• [READING PASSAGE]
* * * * * * *
6.8.3 Disk writes causing high CPU

jonp · September 22, 2020

Can I assist with testing data?

Any insights / information you can provide would be much appreciated. We really need to narrow down reproducable steps.

Sent from my Pixel 3 XL using Tapatalk

CowboyRedBeard · September 22, 2020

I've posted most of it to this thread, but when took it from 2 - SSDs in a pool (BTRFS) and had single SSD on XFS it was less of a problem, but still a problem.

I could run some tests or tools and show you the results if you can tell me which ones would be meaningful. Basically it's any time there's a large write (20G) to SSD.

CowboyRedBeard · September 22, 2020

I mean, at this point I'm happy to actually rebuild the server.... fresh install... if that has a high likelihood of making this go away

CowboyRedBeard · October 6, 2020

On 9/22/2020 at 1:44 PM, jonp said:

Any insights / information you can provide would be much appreciated. We really need to narrow down reproducable steps.

Sent from my Pixel 3 XL using Tapatalk

I saw that beta 29 is out, does it address this in any way?

Also, happy to provide any data that might be helpful... If you can tell me how to collect it.

dnLL · November 15, 2020

I'm having the same issue of high disk writes on btrs cache with dockers. This seems to be very well known...

My SSDs are are 35 days old, my server didn't do much (the mover barely moves anything) and yet, 25 TBW on both SSDs. They're 500G SSDs, so that's 50x their size in a month with a server idling 99.999% of the time. Insane.

itimpi · November 15, 2020

7 hours ago, dnLL said:

I'm having the same issue of high disk writes on btrs cache with dockers. This seems to be very well known...

My SSDs are are 35 days old, my server didn't do much (the mover barely moves anything) and yet, 25 TBW on both SSDs. They're 500G SSDs, so that's 50x their size in a month with a server idling 99.999% of the time. Insane.

There are fixes in the 6.9.0 beta series to address this.

dnLL · November 15, 2020

There are fixes in the 6.9.0 beta series to address this.

I'm happy to hear about this. I will wait for the stable version, hopefully soon.

Sent from my Pixel 3 using Tapatalk

CowboyRedBeard · November 18, 2020

I did the beta and still have issue.

CowboyRedBeard · December 3, 2020

Still a problem, this shows server temps and fan speeds, etc.... This is when I have it set to download and unpack files at 02:00

Any chance this gets fixed soon?

Alternatively, @jonp / @itimpi do you think maybe a quicker fix for me would be to rebuild unraid from scratch?

I mean one of the other side affects is that SSD write speeds are way way down, to 80MBps range... which also sucks.

Edited December 3, 2020 by CowboyRedBeard

mctavish01 · December 9, 2020

I guess I will add to this as myself and a friend have same issues.
When writing to array from off server (like unloading gopro footage) our cpu is absolutely pinned causing issues with all dockers and the like, essentially rendering dockers useless while transfer is active.
* * * * * * *
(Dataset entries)
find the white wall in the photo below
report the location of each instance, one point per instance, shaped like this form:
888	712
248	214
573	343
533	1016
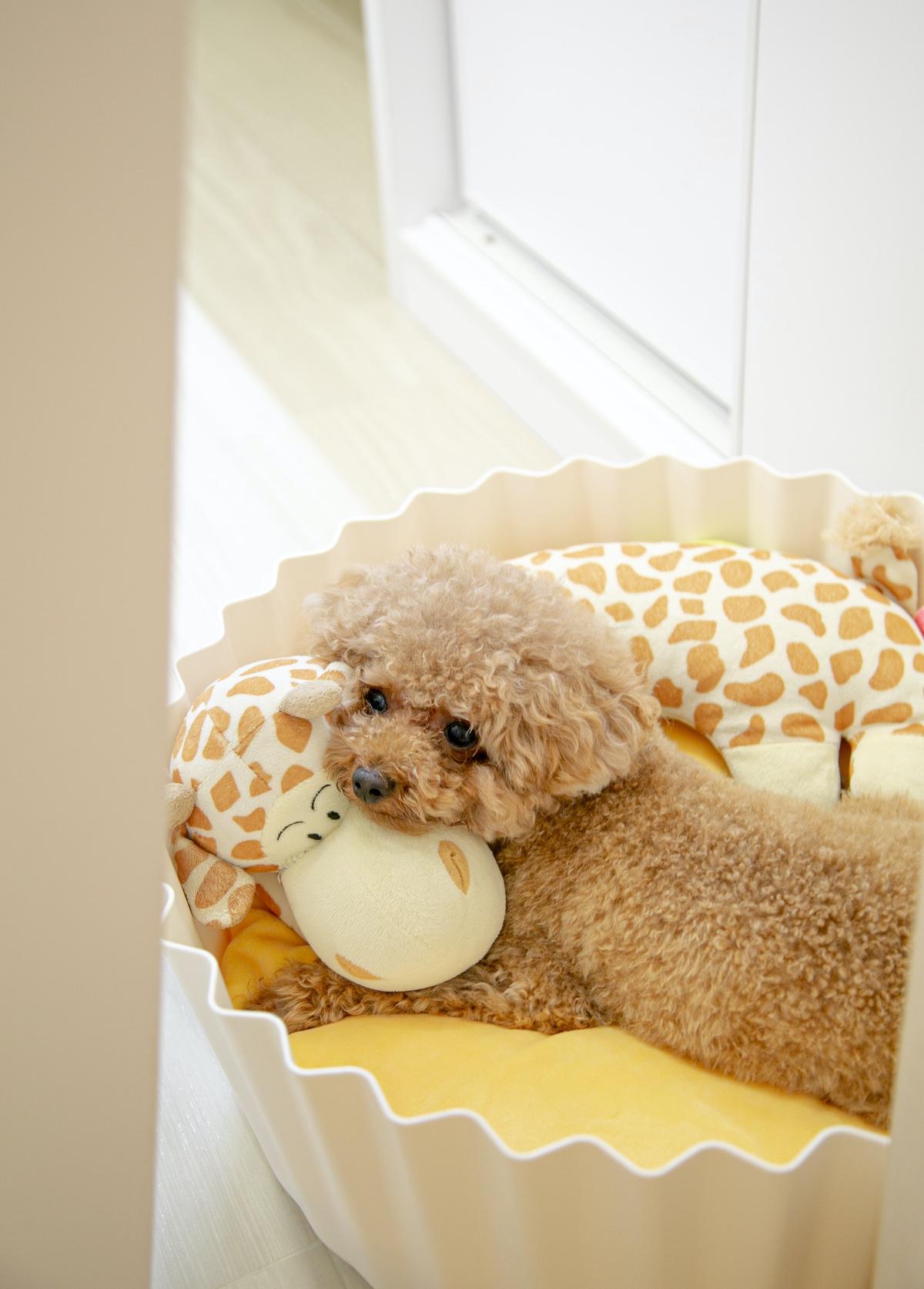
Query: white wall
834	371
* * * * * * *
• [WHAT YOU ARE ASKED TO DO] Reproduce the forum thread between "Can I assist" and "(20G) to SSD.", inclusive, swapping "XFS" for "ext4". The dataset entries play no role here.

• [EXPECTED ANSWER]
Can I assist with testing data?

Any insights / information you can provide would be much appreciated. We really need to narrow down reproducable steps.

Sent from my Pixel 3 XL using Tapatalk

CowboyRedBeard · September 22, 2020

I've posted most of it to this thread, but when took it from 2 - SSDs in a pool (BTRFS) and had single SSD on ext4 it was less of a problem, but still a problem.

I could run some tests or tools and show you the results if you can tell me which ones would be meaningful. Basically it's any time there's a large write (20G) to SSD.